El indio ya no es el ser victimizado por la Conquista, convertido en objeto del «memorial de agravios» del discurso colonialista. Comienza ahora a penetrar la historia como sujeto activo de prácticas culturales que convergen en la formación prenacional, y que aunque sufren aún la reducción a la legalidad del discurso letrado y de la jerarquía escrituraria, se manifiestan como partes imprescindibles en la reconstrucción de la memoria histórica.

La conversión historiográfica que transforma la ruina en reliquia, el vestigio en monumento histórico, el pasado prehispánico en origen   —315→   de la civilización americana afirma la hegemonía criolla justamente a través de su capacidad incorporante, que desafía la centralidad y el exclusivismo imperial en la consolidación de un proyecto cautelosamente abierto a la alteridad cultural.

Y aunque alfabetización e historificación -como antes catequización- constituyan rituales de reducción y sometimiento al poder de la elite letrada y funcionen, en último análisis, como fortalecedores del discurso de legitimación criolla, es indudable al mismo tiempo que se perfilan como elementos imprescindibles de una nueva legalidad política y cultural que favorecerá una tendencia incorporante con respecto a los sectores relegados en la Colonia.

Las alusiones a la participación de la mujer dentro de la construcción historiográfica son también significativas en el caso de Llano Zapata, ya que abren todo un campo de análisis con respecto a la definición y articulación sectorial en la sociedad y en la cultura del siglo XVIII. En efecto, en las cartas que acompañan a la petición del bibliógrafo peruano se indica que su proyecto

[...] previene a toda la Nación, porque el interés comprehende sin excepción de nadie, ni aún del otro sexo, pues este no le pone fuera de la instrucción, que puede tener en la materia, ni de la gloria que de su verificación le resultaría. Y más quando en este país de las dichas, al presente, y en todos tiempos se han visto esclarecidas Heroynas en Lenguas, Artes y Ciencias, y casi por cada viviente se conoce en sus Naturales la discreción, y el fondo clarísimo de su viveza mental490.



Este reconocimiento de la voz femenina dentro del coro cultural de la Colonia no puede menos que leerse, a su vez, como contrapartida y excepción con respecto al sistemático acallamiento de la mujer en la sociedad virreinal.

▸ **EJERCICIO PROPUESTO A**
Represente como una lista JSON de cadenas las líneas de las entradas desde su comienzo hasta la línea que contiene "Give the outline", incluida esta, con una cadena por línea y omitiendo las líneas en blanco.
▸ **EJERCICIO PROPUESTO B**
Redacte la continuación del fragmento sobre la historiografía criolla en la Colonia a partir de su última oración.
El fragmento y las entradas constituyen materiales independientes entre sí.

▸ **EXTRACTO DE DATOS**
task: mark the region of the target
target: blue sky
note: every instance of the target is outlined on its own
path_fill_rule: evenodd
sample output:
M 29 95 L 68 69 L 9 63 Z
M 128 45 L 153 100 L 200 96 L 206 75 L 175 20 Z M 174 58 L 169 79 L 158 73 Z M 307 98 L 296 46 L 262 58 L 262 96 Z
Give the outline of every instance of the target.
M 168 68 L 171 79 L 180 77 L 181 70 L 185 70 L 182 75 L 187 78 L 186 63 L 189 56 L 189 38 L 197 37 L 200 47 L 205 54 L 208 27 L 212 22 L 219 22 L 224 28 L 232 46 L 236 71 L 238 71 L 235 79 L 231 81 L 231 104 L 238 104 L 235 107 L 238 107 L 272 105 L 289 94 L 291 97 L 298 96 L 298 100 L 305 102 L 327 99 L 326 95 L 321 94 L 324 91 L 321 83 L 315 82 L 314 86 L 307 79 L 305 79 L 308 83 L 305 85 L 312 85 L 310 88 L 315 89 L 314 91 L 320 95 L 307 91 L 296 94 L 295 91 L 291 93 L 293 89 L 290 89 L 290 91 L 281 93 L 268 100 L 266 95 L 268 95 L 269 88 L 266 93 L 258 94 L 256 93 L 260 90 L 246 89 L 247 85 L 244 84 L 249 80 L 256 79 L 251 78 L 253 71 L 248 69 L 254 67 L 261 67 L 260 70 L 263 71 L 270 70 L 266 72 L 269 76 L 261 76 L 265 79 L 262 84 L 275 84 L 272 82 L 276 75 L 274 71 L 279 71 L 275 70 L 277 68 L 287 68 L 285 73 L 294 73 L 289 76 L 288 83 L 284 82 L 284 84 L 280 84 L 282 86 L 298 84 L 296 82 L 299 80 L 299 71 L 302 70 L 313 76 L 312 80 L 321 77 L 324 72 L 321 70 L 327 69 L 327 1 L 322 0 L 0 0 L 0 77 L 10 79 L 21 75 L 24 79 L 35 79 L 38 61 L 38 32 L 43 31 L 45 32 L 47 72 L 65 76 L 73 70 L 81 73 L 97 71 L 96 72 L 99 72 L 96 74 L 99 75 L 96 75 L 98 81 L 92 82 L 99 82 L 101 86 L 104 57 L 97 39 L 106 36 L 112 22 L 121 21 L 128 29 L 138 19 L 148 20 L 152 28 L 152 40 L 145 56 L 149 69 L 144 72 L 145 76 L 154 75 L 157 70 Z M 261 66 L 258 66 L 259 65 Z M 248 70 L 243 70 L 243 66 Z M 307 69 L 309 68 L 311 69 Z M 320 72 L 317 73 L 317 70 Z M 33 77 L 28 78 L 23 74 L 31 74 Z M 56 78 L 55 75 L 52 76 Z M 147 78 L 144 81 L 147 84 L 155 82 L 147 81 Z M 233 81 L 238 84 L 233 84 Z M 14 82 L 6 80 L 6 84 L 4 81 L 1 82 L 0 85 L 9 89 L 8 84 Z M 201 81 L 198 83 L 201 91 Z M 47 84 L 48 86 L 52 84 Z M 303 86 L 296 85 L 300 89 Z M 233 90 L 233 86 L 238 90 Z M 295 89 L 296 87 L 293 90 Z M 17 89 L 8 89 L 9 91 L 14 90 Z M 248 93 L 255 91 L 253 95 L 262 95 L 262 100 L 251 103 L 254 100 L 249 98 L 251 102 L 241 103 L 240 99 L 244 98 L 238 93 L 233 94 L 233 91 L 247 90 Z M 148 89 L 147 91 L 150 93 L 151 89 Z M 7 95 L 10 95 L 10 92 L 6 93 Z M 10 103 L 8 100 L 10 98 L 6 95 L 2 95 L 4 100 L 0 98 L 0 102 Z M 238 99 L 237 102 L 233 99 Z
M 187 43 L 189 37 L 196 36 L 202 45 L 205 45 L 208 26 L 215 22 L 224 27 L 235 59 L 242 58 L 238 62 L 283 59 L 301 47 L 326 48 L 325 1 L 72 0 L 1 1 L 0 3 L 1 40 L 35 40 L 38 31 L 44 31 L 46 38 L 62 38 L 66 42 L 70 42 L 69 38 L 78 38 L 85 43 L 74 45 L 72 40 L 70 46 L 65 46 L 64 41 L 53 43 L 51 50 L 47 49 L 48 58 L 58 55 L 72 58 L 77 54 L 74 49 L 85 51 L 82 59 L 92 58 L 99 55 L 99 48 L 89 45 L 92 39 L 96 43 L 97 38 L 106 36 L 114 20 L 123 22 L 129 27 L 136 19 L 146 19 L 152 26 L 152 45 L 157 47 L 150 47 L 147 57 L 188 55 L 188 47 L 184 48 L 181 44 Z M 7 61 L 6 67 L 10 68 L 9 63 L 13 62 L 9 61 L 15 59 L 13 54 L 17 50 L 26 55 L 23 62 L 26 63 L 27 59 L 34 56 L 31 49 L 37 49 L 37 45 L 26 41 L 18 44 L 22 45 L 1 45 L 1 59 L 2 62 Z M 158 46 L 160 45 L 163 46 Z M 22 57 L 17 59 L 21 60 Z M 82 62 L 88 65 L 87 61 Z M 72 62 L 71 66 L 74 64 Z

▸ **RESPUESTA CORRECTA A**
[
  "task: mark the region of the target",
  "target: blue sky",
  "note: every instance of the target is outlined on its own",
  "path_fill_rule: evenodd",
  "sample output:",
  "M 29 95 L 68 69 L 9 63 Z",
  "M 128 45 L 153 100 L 200 96 L 206 75 L 175 20 Z M 174 58 L 169 79 L 158 73 Z M 307 98 L 296 46 L 262 58 L 262 96 Z",
  "Give the outline of every instance of the target."
]

▸ **RESPUESTA CORRECTA B**
Si puede hablarse, por ejemplo, de una poética de la autocensura fundamentada y puesta en práctica en la obra de sor Juana y de otras monjas virreinales como respuesta al autoritarismo inherente a la   —316→   cultura colonial, esta naturalización de la voz femenina en el Perú del siglo XVIII, y la inclusión de estas «heroínas en lenguas, artes y ciencias» como integrantes de la tradición no puede menos que marcar una transformación profunda en la concepción misma de la cultura y en su proyección hacia la historia. Pero esta misma transformación tiene su historia, y sutilmente el texto de Martín de Martiarena que gestiona el proyecto de Llano Zapata ilustra, en su propio discurso, al mencionar esos antecedentes, la voluntad de conectar presente con pasado.

En efecto, la puntualización acerca de la presencia de la mujer en relación a las letras coloniales es consistente con las sugerencias que la propia autora anónima del Discurso en loor de la poesía (excepción ella misma a las reglas del acallamiento femenino), realizara al aludir en su texto a la existencia de otras «heroínas» literarias del virreinato, cuyos nombres decide no mencionar:



También Apolo se infundió en las nuestras
y aunque yo conozco en el Pirú tres damas
que han dado a la Poesía heroicas muestras.

Las cuales, mas callemos, que sus famas
no las fundan en verso: a tus varones
Oh España vuelvo, pues allá me llamas491.



.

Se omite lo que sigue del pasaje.